• WHAT TO PRODUCE
Please rewrite the records, replacing every "window sill" with "window ledge" and leaving everything else unchanged.

• INFORMATION PROVIDED
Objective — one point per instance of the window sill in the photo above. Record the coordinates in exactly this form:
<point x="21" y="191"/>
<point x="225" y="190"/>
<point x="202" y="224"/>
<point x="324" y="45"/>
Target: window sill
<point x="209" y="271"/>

• RESPONSE FOR THIS EXERCISE
Objective — one point per instance of the window ledge in the photo above. Record the coordinates in exactly this form:
<point x="21" y="191"/>
<point x="225" y="190"/>
<point x="202" y="224"/>
<point x="324" y="45"/>
Target: window ledge
<point x="209" y="271"/>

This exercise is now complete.